Task instructions ▸ If a line in the entries below holds the string "ceiling", copy it.

Extracted entries START

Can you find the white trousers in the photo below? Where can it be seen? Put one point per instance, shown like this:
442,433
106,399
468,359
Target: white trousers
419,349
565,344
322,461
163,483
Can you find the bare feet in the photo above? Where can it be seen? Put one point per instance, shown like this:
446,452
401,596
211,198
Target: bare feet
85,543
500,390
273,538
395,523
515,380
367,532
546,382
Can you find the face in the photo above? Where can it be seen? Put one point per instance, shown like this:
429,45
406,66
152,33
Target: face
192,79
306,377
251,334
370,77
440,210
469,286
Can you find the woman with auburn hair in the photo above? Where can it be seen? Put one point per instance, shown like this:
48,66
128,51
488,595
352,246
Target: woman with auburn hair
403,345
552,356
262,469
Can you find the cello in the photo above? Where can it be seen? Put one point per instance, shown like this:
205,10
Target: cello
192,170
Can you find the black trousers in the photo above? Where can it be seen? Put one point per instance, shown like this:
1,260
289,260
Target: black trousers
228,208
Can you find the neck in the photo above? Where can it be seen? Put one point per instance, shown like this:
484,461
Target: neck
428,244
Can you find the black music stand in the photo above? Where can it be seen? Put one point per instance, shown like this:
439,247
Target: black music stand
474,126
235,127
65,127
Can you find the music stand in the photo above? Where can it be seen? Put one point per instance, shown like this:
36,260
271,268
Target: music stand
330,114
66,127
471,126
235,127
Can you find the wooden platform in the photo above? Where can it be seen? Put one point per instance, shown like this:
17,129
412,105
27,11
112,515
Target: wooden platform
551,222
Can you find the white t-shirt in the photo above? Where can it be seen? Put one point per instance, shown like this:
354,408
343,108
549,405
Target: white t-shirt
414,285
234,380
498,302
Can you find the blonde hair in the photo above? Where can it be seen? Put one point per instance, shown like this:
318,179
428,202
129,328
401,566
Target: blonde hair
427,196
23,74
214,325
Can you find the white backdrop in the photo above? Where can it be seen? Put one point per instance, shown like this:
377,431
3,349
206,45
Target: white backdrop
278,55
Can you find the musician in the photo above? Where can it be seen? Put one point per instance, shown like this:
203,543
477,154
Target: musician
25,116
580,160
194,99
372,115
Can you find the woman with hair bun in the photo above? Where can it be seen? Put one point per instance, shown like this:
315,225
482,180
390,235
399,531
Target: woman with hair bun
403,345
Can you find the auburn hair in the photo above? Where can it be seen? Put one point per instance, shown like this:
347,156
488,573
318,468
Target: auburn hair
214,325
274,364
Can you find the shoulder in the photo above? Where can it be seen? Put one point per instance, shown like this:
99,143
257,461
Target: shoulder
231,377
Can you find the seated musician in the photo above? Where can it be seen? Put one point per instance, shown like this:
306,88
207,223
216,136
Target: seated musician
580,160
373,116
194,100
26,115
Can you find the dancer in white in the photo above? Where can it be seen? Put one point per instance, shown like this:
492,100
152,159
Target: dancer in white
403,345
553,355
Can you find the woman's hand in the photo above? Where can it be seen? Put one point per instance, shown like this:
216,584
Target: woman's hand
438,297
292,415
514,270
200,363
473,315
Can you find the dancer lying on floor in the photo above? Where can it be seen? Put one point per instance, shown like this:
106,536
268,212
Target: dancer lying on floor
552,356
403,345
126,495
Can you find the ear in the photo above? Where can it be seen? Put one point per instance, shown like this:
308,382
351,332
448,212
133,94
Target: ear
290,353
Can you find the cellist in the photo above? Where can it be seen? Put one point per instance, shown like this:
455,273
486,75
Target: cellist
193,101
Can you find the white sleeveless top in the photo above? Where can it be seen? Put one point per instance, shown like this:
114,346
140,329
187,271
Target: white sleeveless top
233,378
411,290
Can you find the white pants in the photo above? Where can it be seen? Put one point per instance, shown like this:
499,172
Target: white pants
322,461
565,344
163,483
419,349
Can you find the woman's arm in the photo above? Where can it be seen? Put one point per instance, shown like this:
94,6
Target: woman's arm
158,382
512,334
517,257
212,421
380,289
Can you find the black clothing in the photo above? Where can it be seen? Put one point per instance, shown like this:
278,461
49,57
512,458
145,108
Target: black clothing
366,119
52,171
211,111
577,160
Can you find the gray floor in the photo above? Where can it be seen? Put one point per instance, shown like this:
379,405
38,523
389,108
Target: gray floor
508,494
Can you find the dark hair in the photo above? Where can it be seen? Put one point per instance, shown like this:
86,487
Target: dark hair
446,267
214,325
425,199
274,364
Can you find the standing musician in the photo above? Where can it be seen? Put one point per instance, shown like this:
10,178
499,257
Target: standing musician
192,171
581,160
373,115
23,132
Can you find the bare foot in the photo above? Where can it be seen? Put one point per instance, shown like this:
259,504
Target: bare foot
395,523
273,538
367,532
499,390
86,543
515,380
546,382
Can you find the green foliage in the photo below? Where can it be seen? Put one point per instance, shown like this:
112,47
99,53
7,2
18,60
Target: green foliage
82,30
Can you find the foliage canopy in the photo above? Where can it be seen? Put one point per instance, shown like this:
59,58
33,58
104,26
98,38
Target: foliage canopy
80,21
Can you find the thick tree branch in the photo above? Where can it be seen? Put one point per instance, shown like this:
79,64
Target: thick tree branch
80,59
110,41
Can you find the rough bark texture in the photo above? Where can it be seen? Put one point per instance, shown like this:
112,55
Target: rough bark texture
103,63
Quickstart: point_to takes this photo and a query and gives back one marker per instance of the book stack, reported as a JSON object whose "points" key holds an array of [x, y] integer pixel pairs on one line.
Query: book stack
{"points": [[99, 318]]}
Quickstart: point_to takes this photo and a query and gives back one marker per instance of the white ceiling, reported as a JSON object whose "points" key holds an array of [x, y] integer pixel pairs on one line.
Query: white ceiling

Extracted entries END

Task solution ▸
Quickstart: point_to takes this photo and a query and gives back one marker per instance of the white ceiling, reported as a JSON object whose "points" key holds an array of [x, y] integer pixel pairs on one line.
Query: white ceiling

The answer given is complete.